■ Text excerpt
-- BEGIN --
Services Monitoring Overview

Free

Starter

Professional

Bleemeo agent can discover services running on your system and automatically monitor specific metrics for such services. For example with Apache HTTP server, the number of requests served is automatically monitored. For each service detected a tag with the service name is created which allows to filter your agents by service running on them.

If you have any service not listed on this page, you can define a custom check or define a custom metric.

If you want to disable metrics for a service, you can ignore some services.

Common Features

Service Status

The agent checks TCP sockets for each service. By default, a simple TCP connection is used to test the service, but some services support a specific check. See the service details below for the supported specific checks. Those checks are executed every minute. They may be run earlier for TCP services: the Bleemeo agent keeps a connection open with the service and if that connection is broken the check is executed immediately.

The current status of the service can be viewed in the Status Dashboard and you can configure a notification to be alerted when the status changes.

The history of the status is also stored in a metric named service_status. One metric per service is created, the metric has two labels to identify the service:

service: the kind of the service, like “apache”, “nginx”…
service_instance: the container name. This label is absent when the service isn’t running in a container.

The value of this metric is:

0 when the check passed successfully
1 when the check passed with a warning. For example an Apache server responded with a 404 page
2 when the check detected an issue with the service
3 when the check doesn’t know the status of the service. This happens when the check itself failed, usually due to a timeout

Overridable auto-discovery settings

It’s possible to override the auto-discovery parameter of any service using either configuration files, Docker labels or Kubernetes annotations.

Using configuration file

Using Bleemeo agent configuration files is done by adding entries like the following to /etc/glouton/conf.d/90-service-override.conf:

service:
  - type: "apache"
    ignore_ports:
      - 8000
      - 9000
  - type: "mysql"
    instance: "name_of_a_container"
-- END --
■ Exercise instructions
1. According to the services monitoring text, how often are the service checks executed?
2. Copy the services monitoring text from "If you want" to "the status changes.", renaming "Status Dashboard" to "Health Dashboard".

■ Provided data
-- BEGIN --
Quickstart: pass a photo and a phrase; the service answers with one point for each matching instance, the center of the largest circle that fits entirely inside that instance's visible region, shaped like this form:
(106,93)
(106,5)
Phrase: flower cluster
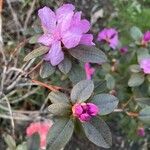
-- END --
■ Worked solutions
1. Every minute.

2.
If you want to disable metrics for a service, you can ignore some services.

Common Features

Service Status

The agent checks TCP sockets for each service. By default, a simple TCP connection is used to test the service, but some services support a specific check. See the service details below for the supported specific checks. Those checks are executed every minute. They may be run earlier for TCP services: the Bleemeo agent keeps a connection open with the service and if that connection is broken the check is executed immediately.

The current status of the service can be viewed in the Health Dashboard and you can configure a notification to be alerted when the status changes.